** Begin Raw data **
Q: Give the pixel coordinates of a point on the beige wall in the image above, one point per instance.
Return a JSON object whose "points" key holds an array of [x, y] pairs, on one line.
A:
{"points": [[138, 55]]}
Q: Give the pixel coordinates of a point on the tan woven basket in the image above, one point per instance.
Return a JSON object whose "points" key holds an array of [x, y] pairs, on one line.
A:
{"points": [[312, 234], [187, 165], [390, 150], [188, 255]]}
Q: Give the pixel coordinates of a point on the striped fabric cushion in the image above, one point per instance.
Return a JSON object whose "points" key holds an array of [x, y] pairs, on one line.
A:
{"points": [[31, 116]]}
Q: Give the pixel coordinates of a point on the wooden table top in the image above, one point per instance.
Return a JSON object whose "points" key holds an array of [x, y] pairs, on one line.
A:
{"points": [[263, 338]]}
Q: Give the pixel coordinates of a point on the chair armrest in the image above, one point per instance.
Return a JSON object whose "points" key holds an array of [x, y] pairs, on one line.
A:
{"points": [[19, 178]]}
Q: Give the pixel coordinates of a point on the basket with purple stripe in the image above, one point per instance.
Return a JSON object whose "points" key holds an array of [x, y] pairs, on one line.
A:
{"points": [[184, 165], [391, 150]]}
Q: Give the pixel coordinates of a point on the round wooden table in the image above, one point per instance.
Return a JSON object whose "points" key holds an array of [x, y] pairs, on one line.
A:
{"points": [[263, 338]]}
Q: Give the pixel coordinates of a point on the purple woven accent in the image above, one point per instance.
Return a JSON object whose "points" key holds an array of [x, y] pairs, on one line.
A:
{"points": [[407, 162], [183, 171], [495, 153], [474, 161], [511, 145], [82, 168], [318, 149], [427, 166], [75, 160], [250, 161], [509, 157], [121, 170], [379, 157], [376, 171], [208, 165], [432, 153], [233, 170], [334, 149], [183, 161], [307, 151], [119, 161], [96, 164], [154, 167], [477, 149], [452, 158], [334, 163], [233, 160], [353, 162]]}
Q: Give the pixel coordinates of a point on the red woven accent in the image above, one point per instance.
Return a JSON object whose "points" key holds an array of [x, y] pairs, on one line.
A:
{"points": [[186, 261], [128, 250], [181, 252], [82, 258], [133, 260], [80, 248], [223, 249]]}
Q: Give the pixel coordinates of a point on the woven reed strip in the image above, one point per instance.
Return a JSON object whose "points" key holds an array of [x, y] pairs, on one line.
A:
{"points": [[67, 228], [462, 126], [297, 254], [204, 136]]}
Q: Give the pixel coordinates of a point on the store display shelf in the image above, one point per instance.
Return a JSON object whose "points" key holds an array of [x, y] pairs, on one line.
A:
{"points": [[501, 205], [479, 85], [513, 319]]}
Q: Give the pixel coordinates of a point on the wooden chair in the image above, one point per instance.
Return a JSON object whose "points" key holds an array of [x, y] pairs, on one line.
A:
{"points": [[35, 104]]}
** End Raw data **
What is asked> Copy out the records again, starting with the line that contains "the wooden chair" and continuing through the end of the records.

Worked answer>
Q: Give the pixel coordinates of a point on the wooden chair in the image above, one point per instance.
Return a JSON object whose "points" key holds an array of [x, y] pairs, on one line.
A:
{"points": [[35, 104]]}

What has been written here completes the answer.